* _SOURCE TEXT_:
This material is based on work supported by the National Science Foundation under Grants OCE-93204941 and OCE-9912320.
Visit the main SAFDE
image (9915 bytes) of 600 dbar field on December 1, 1995
GIF animation (137721 bytes)
Quicktime movie (2412054 bytes)
These movies show the temperature and velocity fields mapped by the IESs. In the smaller GIF animation, the fields at 300 dbar are mapped at 4 day intervals for a 2-month period during December 1995 and January 1996. The larger Quicktime movie shows the 600 dbar fields at daily intervals through to February 8, 1996. During this time period large meanders of the SAF propagate from west to east through the array region.
The Subantarctic Fluxes and Dynamics Experiment (SAFDE) has been a collaboration amongst US PIs (D. Luther, A. Chave, J. Richman, and R. Watts) and Australian PIs (S. Rintoul and J. Church). The objective was to observe the structure and variability of the absolute (barotropic and baroclinic) currents and temperature field within the Subantarctic Front (SAF) south of Tasmania using long-duration, spatially-coherent current (u,v) and temperature T records. Horizontal Electric Field (HEF) recorders and Inverted Echo Sounders (IES) were moored along WOCE line SR3 from March 1995 to March 1997, spanning 450 km near 143E. These seafloor instruments observed the vertically-averaged barotropic and gravest baroclinic mode structure of the (u,v) and T field throughout full water column. In addition a seven-element current meter mooring array, supporting 1-5 current meters from 300m to as deep as 3200m, was centered on the SAF for local dynamics studies.

* _DATASET EXCERPT_:

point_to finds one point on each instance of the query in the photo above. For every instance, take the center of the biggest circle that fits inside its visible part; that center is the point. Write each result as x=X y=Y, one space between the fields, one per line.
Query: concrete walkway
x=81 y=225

* _STATED TASK 1_:
Could you rewrite the SAFDE page from "This material is" up to and including "animation (137721 bytes)", changing "dbar" to "decibars" each time it occurs?
* _STATED TASK 2_:
How would the SAFDE experiment page go on after its final sentence?

* _OUTPUT 1_:
This material is based on work supported by the National Science Foundation under Grants OCE-93204941 and OCE-9912320.
Visit the main SAFDE
image (9915 bytes) of 600 decibars field on December 1, 1995
GIF animation (137721 bytes)

* _OUTPUT 2_:
The University of Rhode Island was responsible for the IES component of this experiment and for the calibration-CTDs from our deloyment and recovery cruises aboard R/V Melville. These efforts were highly successful. All 18 IESs were recovered, with >97% good data return on these 2-year-long records.
IESs measure the vertical acoustic travel time (VATT) from the bottom to the surface. The T and specific volume anomaly (SVAN) fields slope steeply across the SAF throughout most of the water column. As geopotential height (PHI) and VATT both change systematically across the SAF, they exhibit an empirical relationship to each other and to the fundamental vertical structure of T and SVAN. Combining eight high-quality CTD sections (ours plus six from Rintoul and Bindoff), the IES data have been interpreted using a ``gravest empirical mode'' (GEM) representation of the vertical structure. The GEM structure also incorporates the average annual cycle in the near-surface layers. In the depth range 150-3000 dbar, more than 96% of the variance in the T and SVAN fields are captured by the GEM representation. IES measurements of VATT thus determine the T(p) and PHI(p) thickness profile above each IES. Comparisons with moored T records confirm agreement within 0.3, 0.3, 0.1, and 0.05C at depths 300, 600, 1000, and 2000dbar. Horizontally-separated IESs determine lateral gradients in PHI from which geostrophic velocity profiles are calculated. Velocity shear comparisons with moored current meters agree within 5 cm/s at 300 and 600 dbar relative to 3000 dbar; sampling differences from point measurements account for the small residuals. The T and (u,v) fields have been mapped daily on several levels. The HEF data will be included to determine the absolute currents and fluxes.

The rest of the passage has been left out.